▶ **Written instruction**: Copy the items below word for word, from the line that contains "the man's ear" through the line that contains "[(731, 200), (526, 207)]". Leave the pictures out.

▶ **Exercise input**:
++++++++++

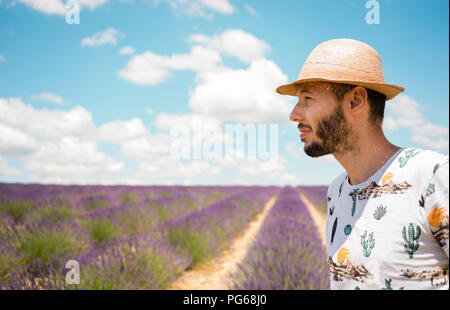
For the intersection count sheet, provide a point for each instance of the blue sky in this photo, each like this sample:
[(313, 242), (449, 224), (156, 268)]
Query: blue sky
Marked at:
[(76, 107)]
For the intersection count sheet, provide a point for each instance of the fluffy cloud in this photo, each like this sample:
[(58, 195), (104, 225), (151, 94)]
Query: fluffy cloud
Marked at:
[(151, 69), (47, 96), (59, 6), (58, 123), (430, 135), (243, 95), (14, 142), (201, 8), (250, 10), (234, 42), (121, 131), (108, 36)]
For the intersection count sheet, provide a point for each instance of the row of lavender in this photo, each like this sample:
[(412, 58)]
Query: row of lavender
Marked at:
[(122, 237), (316, 194), (287, 253)]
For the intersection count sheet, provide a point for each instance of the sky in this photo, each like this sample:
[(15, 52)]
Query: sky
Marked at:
[(104, 99)]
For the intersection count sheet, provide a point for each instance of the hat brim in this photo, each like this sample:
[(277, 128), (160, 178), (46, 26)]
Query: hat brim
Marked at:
[(389, 90)]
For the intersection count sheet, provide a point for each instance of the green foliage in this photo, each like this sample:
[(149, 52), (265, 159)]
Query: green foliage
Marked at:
[(46, 244), (367, 245), (189, 203), (412, 245), (129, 198), (165, 193), (94, 204)]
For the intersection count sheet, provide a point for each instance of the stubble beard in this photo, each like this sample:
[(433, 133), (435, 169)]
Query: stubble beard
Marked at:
[(334, 133)]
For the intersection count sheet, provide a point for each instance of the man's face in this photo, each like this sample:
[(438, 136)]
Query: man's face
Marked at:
[(320, 115)]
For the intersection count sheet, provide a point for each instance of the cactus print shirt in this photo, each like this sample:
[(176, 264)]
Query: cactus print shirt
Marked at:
[(391, 231)]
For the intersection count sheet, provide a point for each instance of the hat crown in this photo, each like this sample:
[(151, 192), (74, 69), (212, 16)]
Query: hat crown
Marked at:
[(343, 59)]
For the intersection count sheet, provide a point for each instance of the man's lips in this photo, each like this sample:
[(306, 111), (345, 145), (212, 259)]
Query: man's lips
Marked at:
[(303, 131)]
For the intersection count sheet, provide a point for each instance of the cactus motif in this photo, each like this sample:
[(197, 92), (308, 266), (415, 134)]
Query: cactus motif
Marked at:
[(353, 194), (348, 229), (388, 287), (412, 245), (333, 230), (422, 201), (436, 167), (408, 155), (379, 212), (430, 189), (367, 245)]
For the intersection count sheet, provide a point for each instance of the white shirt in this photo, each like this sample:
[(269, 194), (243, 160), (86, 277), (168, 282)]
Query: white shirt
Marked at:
[(391, 231)]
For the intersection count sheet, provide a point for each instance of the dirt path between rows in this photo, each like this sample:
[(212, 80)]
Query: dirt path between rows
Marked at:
[(213, 274), (319, 218)]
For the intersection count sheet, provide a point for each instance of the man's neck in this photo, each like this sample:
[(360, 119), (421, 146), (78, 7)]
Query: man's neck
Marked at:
[(368, 156)]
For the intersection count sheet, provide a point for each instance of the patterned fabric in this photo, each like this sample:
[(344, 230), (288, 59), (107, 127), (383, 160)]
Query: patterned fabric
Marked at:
[(391, 231)]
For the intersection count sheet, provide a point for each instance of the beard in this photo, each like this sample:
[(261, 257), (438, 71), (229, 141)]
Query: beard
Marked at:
[(334, 133)]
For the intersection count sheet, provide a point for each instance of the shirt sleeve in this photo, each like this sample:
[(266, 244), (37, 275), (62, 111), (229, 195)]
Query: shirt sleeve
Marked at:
[(436, 204)]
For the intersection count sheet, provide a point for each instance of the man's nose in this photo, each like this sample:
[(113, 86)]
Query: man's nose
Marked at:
[(296, 115)]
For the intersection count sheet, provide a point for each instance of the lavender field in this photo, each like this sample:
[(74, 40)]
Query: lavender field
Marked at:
[(145, 237), (287, 253), (317, 195)]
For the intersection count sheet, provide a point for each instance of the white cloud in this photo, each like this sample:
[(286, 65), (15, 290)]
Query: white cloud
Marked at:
[(201, 8), (6, 170), (127, 50), (150, 69), (250, 10), (59, 6), (234, 42), (108, 36), (297, 152), (47, 96), (53, 144), (46, 124), (121, 131), (405, 112)]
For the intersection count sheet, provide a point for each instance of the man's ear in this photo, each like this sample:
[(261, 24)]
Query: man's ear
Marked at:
[(358, 99)]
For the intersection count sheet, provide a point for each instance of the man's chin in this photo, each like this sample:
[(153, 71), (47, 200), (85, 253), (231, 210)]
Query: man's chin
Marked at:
[(315, 150)]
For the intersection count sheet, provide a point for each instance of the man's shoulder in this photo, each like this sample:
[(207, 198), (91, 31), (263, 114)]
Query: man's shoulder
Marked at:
[(421, 160), (336, 183)]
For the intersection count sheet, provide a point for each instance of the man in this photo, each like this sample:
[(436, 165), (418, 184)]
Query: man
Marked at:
[(387, 223)]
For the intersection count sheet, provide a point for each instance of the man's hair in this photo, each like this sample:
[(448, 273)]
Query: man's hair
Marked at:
[(376, 100)]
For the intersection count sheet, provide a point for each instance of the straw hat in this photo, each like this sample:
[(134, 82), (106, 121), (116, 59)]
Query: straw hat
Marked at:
[(343, 61)]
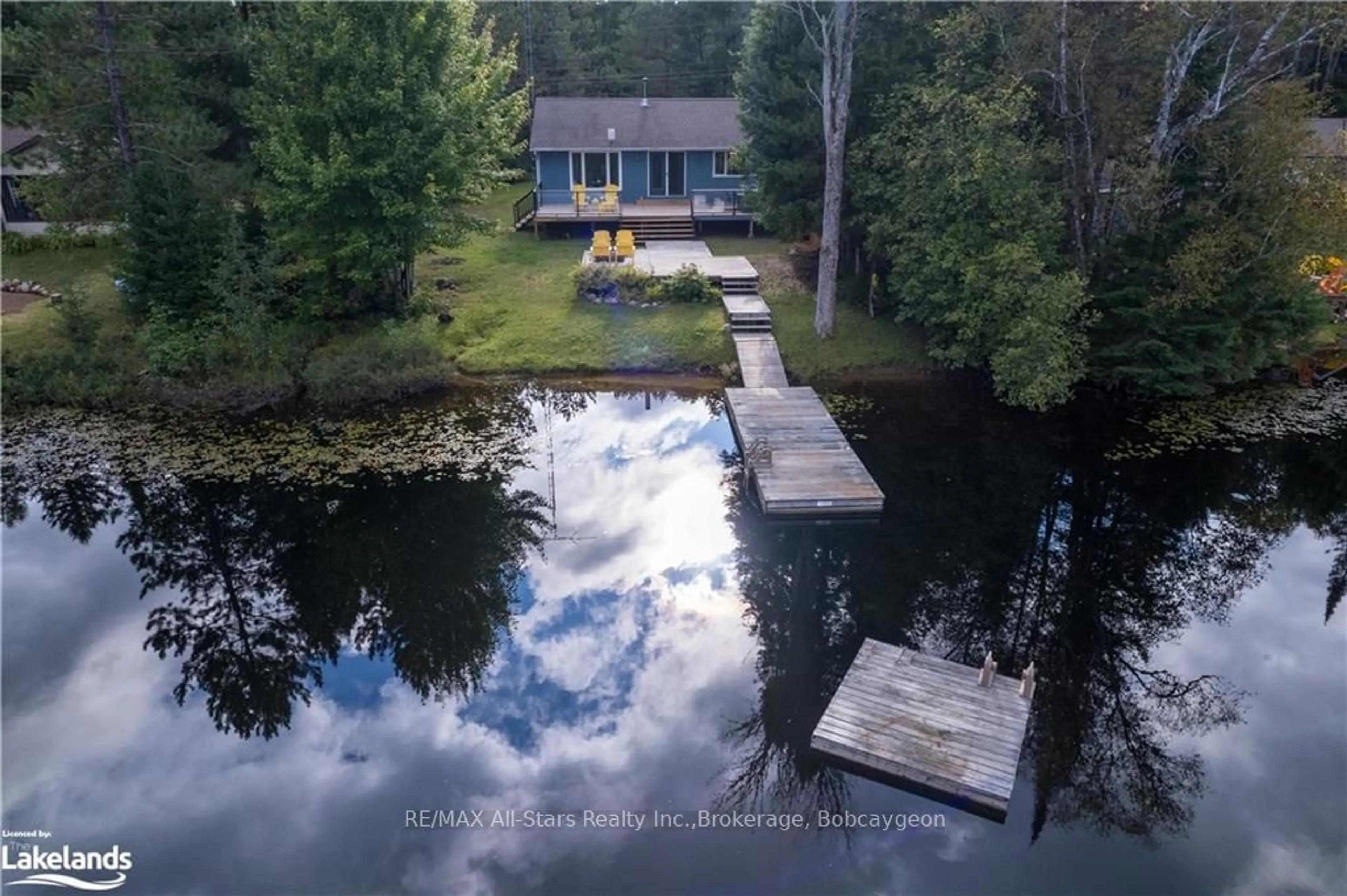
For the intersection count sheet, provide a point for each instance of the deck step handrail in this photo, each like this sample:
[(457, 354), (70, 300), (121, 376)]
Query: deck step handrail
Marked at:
[(731, 200), (526, 207)]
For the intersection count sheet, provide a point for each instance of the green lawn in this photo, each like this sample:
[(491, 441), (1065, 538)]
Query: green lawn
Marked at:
[(87, 271), (514, 312)]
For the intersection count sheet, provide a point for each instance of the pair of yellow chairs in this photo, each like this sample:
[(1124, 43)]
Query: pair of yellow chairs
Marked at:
[(604, 248)]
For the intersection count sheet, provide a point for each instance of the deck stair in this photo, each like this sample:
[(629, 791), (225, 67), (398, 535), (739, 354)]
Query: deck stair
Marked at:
[(747, 310), (669, 228)]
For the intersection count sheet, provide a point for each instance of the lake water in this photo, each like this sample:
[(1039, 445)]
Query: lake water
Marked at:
[(250, 655)]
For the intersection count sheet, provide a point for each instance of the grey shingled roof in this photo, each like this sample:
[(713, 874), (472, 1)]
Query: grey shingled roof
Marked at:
[(685, 123)]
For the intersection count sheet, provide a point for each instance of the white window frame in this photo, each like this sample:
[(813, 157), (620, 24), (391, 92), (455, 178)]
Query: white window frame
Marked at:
[(718, 155), (650, 176), (608, 165)]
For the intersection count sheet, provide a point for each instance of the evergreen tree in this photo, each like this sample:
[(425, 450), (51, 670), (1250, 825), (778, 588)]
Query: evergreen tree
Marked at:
[(961, 215), (116, 87), (783, 146), (1207, 293)]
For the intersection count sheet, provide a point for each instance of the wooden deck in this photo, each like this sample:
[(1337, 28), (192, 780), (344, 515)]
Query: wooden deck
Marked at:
[(813, 469), (632, 211), (925, 724), (760, 363)]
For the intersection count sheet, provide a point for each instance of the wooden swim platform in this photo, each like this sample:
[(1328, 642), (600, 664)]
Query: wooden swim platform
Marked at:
[(926, 726), (805, 465)]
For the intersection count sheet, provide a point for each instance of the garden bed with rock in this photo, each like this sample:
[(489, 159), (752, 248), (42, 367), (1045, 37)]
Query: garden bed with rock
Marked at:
[(17, 296)]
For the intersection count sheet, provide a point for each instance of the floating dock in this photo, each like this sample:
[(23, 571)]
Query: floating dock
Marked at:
[(926, 726), (795, 459), (799, 460)]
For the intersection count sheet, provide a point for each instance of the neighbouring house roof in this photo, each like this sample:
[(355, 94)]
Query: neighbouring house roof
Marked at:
[(685, 123), (1333, 136), (18, 139)]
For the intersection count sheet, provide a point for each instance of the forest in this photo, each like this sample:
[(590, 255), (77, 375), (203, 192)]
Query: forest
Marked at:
[(1058, 194)]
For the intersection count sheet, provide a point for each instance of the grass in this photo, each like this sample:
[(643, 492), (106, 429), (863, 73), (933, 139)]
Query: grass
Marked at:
[(514, 312)]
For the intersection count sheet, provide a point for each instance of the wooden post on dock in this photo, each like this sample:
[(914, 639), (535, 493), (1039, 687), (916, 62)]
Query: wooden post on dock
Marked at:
[(988, 673), (1027, 684)]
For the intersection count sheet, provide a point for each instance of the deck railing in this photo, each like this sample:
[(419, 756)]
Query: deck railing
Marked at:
[(587, 203), (717, 203), (524, 207)]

++++++++++

▶ **Result**:
For the intersection count sheet, provide a point for each instance of the man's ear in this photo, each like this sample:
[(261, 24)]
Query: man's ear
Marked at:
[(358, 99)]
For the intersection count sheet, provide a point for each instance of the man's chin in this photo, each like this sample:
[(153, 71), (47, 200), (85, 253), (231, 210)]
Query: man's chin
Marked at:
[(315, 150)]
For the intersection count sheet, provide a point for each instance of the man's shoulder in this photo, each like this sample:
[(207, 198), (91, 31), (263, 114)]
Query: man's shoulder
Marked at:
[(421, 160), (336, 183)]
For the intersection count sheet, provide a point for each instance of the man in this photo, each like this sample:
[(436, 165), (418, 184)]
Query: man
Marked at:
[(387, 223)]
For the intersection count sheet, provide a point for each instance of the man's hair in this photo, each like this sample:
[(448, 273)]
Query: man's hair
Marked at:
[(376, 100)]
For the intersection count sheet, provide a point for each instance of the straw hat in this photo, each like this sample:
[(134, 82), (106, 121), (116, 59)]
Query: straw hat
Marked at:
[(343, 61)]
For the intersection count sheet, provide a point for each instance of the deck step handrail in this photo, each like this sample:
[(457, 354), (70, 300), (121, 376)]
Query: deck step handrail
Marked at:
[(731, 200), (526, 207)]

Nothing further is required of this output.